Extract every line of the material below and reproduce it faithfully.

****

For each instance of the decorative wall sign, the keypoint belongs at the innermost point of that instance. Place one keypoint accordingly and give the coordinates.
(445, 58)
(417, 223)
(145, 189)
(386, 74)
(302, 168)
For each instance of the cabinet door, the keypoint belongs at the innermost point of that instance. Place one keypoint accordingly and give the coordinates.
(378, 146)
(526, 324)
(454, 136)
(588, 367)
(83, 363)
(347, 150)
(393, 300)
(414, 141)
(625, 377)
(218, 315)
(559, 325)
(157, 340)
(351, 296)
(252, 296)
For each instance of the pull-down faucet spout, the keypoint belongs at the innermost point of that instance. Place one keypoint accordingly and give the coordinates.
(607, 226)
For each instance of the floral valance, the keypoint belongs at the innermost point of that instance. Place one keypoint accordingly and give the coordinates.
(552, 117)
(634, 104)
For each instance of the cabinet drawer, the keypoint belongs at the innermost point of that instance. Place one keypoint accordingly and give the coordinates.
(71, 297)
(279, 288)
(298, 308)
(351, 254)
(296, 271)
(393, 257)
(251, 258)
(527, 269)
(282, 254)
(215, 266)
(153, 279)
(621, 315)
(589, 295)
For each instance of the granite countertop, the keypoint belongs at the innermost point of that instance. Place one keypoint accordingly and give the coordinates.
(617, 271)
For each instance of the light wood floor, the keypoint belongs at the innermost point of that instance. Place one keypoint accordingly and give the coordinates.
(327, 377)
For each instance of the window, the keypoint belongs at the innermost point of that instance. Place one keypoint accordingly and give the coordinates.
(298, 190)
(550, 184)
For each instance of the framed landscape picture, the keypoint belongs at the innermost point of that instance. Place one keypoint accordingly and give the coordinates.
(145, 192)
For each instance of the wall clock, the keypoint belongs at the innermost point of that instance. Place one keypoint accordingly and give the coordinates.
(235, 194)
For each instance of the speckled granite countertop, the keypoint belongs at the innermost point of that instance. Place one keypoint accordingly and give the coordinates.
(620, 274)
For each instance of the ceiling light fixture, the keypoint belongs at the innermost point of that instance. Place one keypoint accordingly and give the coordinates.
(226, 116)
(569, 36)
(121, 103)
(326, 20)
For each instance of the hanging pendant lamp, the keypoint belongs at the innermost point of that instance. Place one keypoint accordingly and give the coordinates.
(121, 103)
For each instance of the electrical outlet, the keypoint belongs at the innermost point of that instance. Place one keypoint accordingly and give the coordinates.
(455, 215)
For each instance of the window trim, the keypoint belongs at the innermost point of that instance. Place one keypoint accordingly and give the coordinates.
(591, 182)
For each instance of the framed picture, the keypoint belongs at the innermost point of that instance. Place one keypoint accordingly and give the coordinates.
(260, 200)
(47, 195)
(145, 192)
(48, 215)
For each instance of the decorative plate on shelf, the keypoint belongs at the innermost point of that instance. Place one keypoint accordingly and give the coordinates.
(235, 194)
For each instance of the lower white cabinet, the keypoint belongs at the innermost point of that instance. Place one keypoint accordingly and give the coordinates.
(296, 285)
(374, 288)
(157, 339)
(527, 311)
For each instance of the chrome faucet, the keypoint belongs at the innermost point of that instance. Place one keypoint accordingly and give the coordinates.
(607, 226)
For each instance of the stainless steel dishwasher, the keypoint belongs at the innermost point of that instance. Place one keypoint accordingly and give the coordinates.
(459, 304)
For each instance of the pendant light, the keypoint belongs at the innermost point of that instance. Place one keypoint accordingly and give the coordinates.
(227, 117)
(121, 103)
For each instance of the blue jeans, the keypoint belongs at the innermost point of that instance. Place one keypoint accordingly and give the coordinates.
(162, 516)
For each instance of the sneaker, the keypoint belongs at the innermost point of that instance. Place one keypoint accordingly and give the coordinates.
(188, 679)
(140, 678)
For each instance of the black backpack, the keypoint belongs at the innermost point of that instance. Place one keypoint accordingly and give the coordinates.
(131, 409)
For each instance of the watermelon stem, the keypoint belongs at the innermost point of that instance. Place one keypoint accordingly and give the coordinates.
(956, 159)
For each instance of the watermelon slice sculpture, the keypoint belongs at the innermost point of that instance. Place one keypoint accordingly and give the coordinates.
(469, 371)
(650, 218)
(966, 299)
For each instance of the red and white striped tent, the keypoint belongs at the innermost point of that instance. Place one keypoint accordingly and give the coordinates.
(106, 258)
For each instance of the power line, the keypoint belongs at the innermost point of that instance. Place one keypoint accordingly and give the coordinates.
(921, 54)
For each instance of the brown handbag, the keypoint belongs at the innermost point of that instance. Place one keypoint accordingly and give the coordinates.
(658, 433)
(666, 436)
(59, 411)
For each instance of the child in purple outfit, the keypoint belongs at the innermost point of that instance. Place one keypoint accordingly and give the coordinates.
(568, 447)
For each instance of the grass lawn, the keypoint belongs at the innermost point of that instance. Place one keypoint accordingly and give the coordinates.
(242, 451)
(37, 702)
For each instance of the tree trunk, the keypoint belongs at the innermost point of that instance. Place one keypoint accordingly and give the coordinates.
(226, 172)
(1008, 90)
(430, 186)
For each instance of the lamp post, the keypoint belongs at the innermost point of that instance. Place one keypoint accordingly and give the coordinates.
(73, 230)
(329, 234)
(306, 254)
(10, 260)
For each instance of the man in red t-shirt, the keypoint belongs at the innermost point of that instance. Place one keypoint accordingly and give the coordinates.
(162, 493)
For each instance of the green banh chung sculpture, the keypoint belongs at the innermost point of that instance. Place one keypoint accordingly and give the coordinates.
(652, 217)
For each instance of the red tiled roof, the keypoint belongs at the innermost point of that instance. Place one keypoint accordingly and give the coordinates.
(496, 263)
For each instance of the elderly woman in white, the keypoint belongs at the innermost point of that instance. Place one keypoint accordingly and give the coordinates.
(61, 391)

****

- EXPECTED ANSWER -
For each instance of the decorative wall sign, the keypoint belongs at the innermost point of that instance. Place one keypoint accordingly and give the coordinates.
(445, 58)
(417, 223)
(145, 189)
(386, 74)
(302, 168)
For each instance of the cabinet door, the keypoint belongs at the innermost point of that instance. Place one keypoint accordingly and give the coordinates.
(378, 146)
(526, 324)
(454, 136)
(588, 367)
(83, 363)
(347, 150)
(393, 300)
(414, 141)
(625, 377)
(218, 315)
(559, 325)
(157, 340)
(351, 296)
(252, 296)
For each instance of the pull-down faucet spout, the keypoint belongs at the innermost point of that instance. Place one keypoint accordingly and give the coordinates.
(607, 226)
For each instance of the floral valance, the keypoint belongs at the innermost point of that instance. Place one keypoint accordingly and give the coordinates.
(552, 117)
(634, 104)
For each instance of the cabinet drawer, the keypoint belongs at the innermost point of that instance. Place one keypoint accordingly and give the coordinates.
(71, 297)
(279, 288)
(298, 308)
(351, 254)
(296, 271)
(393, 257)
(251, 258)
(527, 269)
(282, 254)
(215, 266)
(153, 279)
(621, 315)
(589, 295)
For each instance of the granite countertop, the keypoint belongs at the innermost point of that instance. Place one keypoint accordingly and give the coordinates.
(617, 271)
For each instance of the light wood floor, the keypoint belongs at the innermost point of that instance. Place one keypoint accordingly and give the coordinates.
(327, 377)
For each instance of the window, the keypoint belongs at the innermost point of that instance. Place one keypoint accordingly and give the coordinates.
(298, 190)
(550, 184)
For each instance of the framed landscape picture, the keypoint belongs at the innermost point of that instance. Place one keypoint accordingly and give the coordinates.
(145, 192)
For each instance of the wall clock, the keypoint belongs at the innermost point of that instance. Place one keypoint accordingly and give the coordinates.
(235, 194)
For each instance of the speckled granite countertop, the keypoint belongs at the innermost point of that instance. Place one keypoint accordingly and give the coordinates.
(620, 274)
For each instance of the ceiling light fixture, the keypoint belongs at the innermost point of that instance. Place one keypoint accordingly and give the coordinates.
(226, 116)
(569, 36)
(121, 103)
(326, 20)
For each instance of the hanging pendant lamp, the keypoint belongs at the innermost point of that instance. Place one keypoint accordingly and give the coordinates.
(121, 103)
For each instance of the electrical outlet, the keypoint belongs at the innermost point of that instance. Place one keypoint accordingly and give the coordinates.
(455, 215)
For each instance of the window trim, the keypoint belongs at the innermost point of that instance. Place one keypoint accordingly and give the coordinates.
(591, 182)
For each instance of the framed picture, the keypoint belongs at the innermost point of that instance. Place one keypoint accordingly and give the coordinates.
(260, 200)
(47, 195)
(145, 192)
(48, 215)
For each instance of the decorative plate on shelf, the keypoint belongs at the innermost point of that instance. Place one keypoint accordingly and give the coordinates.
(235, 194)
For each instance of the lower white cabinet, the keypoint belongs at the innermost point of that instance. Place one keypoint accordingly and give the coordinates.
(296, 285)
(374, 288)
(157, 339)
(527, 311)
For each instance of the chrome faucet, the keypoint belongs at the innermost point of that instance. Place one keypoint accordingly and give the coordinates.
(607, 226)
For each instance of the stainless steel dishwasher, the keypoint belongs at the innermost point of that instance. Place one keypoint accordingly and give the coordinates.
(459, 304)
For each instance of the pendant light, the keypoint belongs at the innermost point of that instance. Place one keypoint accordingly and give the coordinates.
(227, 117)
(121, 103)
For each instance of the blue jeans, the keypoint belongs at the innermost point of that instance. Place one keypoint accordingly and give the coordinates.
(162, 516)
For each instance of the sneaker, the keypoint belongs at the innermost point of that instance. Place one keypoint accordingly and give the coordinates.
(188, 679)
(140, 678)
For each instance of the black backpack, the keypoint belongs at the innermost point of that instance. Place one keypoint accordingly and give the coordinates.
(131, 409)
For each instance of the watermelon stem, the keypoint belongs at the innermost point of that instance. Place one keypoint accordingly and give the coordinates.
(956, 159)
For each instance of the watermelon slice sculpture, the keypoint belongs at the innermost point of that instance. Place one keypoint accordingly and give the coordinates.
(469, 371)
(650, 218)
(966, 299)
For each instance of the red and white striped tent, the keypoint belongs at the innermost point of that instance. Place one keypoint accordingly and give the coordinates.
(106, 258)
For each instance of the power line, the keypoint belongs at the innermost point of that instance. Place one keypoint accordingly and give the coordinates.
(921, 54)
For each instance of the brown handbag, the keypoint belongs at the innermost point of that instance. Place one keypoint accordingly and give the coordinates.
(658, 433)
(666, 436)
(59, 411)
For each instance of the child in purple outfit, the keypoint belongs at the innermost point of that instance. Place one keypoint accordingly and give the coordinates.
(568, 447)
For each instance of the grass lawn, the keypoint belongs at the innermost point of that instance. Place one keypoint accordingly and give the coordinates.
(242, 451)
(37, 702)
For each instance of the tree trunk, the keypoint belongs at the innermost point of that instance. Place one keypoint accordingly and give the coordinates.
(226, 172)
(1008, 90)
(430, 186)
For each instance of the lamp post, the keypoint belongs at the innermost point of that instance. Place one keypoint accordingly and give the coordinates.
(73, 230)
(329, 234)
(306, 254)
(10, 260)
For each instance of the man in red t-shirt, the keypoint belongs at the innermost point of that instance. Place one keypoint accordingly and give the coordinates.
(162, 493)
For each instance of the green banh chung sculpture, the keypoint belongs at the innermost point of that instance. Place one keypoint accordingly and give the coordinates.
(652, 217)
For each instance of the red tiled roof, the keypoint belongs at the innermost point of that instance. Place one keypoint accordingly and give the coordinates.
(496, 263)
For each instance of the elderly woman in white, the keypoint belongs at the innermost point of that instance. Place one keypoint accordingly and give the coordinates.
(61, 391)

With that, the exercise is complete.